** Start Provided data **

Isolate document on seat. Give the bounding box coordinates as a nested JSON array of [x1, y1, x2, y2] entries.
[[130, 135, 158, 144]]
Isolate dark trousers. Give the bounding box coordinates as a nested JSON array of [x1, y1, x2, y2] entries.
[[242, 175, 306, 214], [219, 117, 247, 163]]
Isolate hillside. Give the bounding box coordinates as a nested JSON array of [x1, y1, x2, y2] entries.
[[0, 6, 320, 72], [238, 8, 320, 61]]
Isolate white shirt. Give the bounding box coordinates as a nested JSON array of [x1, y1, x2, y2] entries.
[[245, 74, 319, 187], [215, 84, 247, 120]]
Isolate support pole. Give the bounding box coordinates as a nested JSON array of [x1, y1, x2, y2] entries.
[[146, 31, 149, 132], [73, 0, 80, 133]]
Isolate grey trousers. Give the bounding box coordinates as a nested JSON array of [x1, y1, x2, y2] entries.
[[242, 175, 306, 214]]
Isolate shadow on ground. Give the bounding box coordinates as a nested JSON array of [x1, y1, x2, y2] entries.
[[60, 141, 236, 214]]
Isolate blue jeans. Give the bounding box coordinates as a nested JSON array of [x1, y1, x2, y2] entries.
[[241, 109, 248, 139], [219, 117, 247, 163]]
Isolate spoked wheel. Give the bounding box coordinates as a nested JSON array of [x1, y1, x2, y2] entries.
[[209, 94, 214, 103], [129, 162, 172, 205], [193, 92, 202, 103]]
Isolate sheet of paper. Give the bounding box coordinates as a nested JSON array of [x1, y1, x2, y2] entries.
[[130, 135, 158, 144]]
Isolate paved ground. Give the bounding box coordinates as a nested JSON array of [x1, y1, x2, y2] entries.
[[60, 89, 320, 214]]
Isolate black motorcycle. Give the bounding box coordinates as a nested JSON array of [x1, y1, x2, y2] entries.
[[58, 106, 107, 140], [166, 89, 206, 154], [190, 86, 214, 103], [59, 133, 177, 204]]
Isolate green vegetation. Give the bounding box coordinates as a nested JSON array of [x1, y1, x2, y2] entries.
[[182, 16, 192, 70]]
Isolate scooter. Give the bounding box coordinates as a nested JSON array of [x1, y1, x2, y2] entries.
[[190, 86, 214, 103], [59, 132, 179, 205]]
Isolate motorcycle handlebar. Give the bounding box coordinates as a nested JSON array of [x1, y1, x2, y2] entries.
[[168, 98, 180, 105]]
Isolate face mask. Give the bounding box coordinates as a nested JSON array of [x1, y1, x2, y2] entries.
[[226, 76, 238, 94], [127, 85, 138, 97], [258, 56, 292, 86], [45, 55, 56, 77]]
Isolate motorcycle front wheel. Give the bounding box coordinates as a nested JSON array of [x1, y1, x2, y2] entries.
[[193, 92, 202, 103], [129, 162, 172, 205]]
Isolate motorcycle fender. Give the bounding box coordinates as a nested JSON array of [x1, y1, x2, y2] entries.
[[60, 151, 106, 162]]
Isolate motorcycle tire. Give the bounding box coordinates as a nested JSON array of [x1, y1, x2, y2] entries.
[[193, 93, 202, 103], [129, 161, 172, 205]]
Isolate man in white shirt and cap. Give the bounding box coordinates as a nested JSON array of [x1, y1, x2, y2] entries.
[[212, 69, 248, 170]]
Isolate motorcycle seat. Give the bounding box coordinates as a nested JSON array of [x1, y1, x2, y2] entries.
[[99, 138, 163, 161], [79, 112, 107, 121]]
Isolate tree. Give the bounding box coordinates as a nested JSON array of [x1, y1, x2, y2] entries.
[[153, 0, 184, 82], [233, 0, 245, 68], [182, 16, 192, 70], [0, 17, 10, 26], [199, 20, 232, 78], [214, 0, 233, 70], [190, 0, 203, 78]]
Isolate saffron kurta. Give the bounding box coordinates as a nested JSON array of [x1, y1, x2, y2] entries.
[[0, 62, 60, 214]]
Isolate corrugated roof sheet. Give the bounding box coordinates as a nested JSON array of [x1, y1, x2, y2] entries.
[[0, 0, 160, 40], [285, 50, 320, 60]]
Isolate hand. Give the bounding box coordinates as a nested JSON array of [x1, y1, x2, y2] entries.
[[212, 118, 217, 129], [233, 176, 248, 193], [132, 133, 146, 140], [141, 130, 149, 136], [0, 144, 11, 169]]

** End Provided data **

#### Exercise requirements
Copy out everything from the line containing "Isolate dark trousers." down to the line containing "[[60, 89, 320, 214]]", swapping "trousers" for "pants" and leaving the rest unchanged.

#### Output of the exercise
Isolate dark pants. Give the bounding box coordinates as a nested JSON array of [x1, y1, x2, y2] entries.
[[242, 175, 306, 214], [219, 117, 247, 163]]
Isolate hillside. Give the bounding box coordinates as a nested JSON array of [x1, y1, x2, y2] entries.
[[0, 6, 320, 72], [238, 8, 320, 61]]
Isolate white shirt. Give the bounding box coordinates as a nested JSON array of [x1, y1, x2, y2] entries.
[[245, 74, 319, 187], [215, 84, 247, 120]]
Isolate support pole. Give the bounding box coordinates as a nested JSON array of [x1, y1, x2, y2] entries.
[[146, 31, 149, 132], [73, 0, 80, 133]]
Isolate grey pants. Give the bounding box coordinates as a nested JSON array of [x1, y1, x2, y2] entries.
[[242, 175, 306, 214]]
Isolate shadow on ground. Give the bounding box coordinates as a nested JSON array of [x1, y1, x2, y2] entries.
[[60, 141, 236, 214]]
Isolate blue jeans. Give the bounding box coordinates as a nested JSON array of [x1, y1, x2, y2] entries.
[[241, 109, 248, 139], [219, 117, 247, 163]]
Isolate spoked wheel. Give the bounding box coordinates as a nested JSON array of [x1, y1, x2, y2] entries.
[[209, 94, 214, 103], [129, 162, 172, 205], [193, 92, 202, 103]]
Isolate sheet of paper. Give the bounding box coordinates as a nested JSON array of [x1, y1, x2, y2] entries.
[[130, 135, 158, 144]]
Isolate paved ground. Give the bounding box coordinates as a nested JSON array of [x1, y1, x2, y2] entries.
[[60, 89, 320, 214]]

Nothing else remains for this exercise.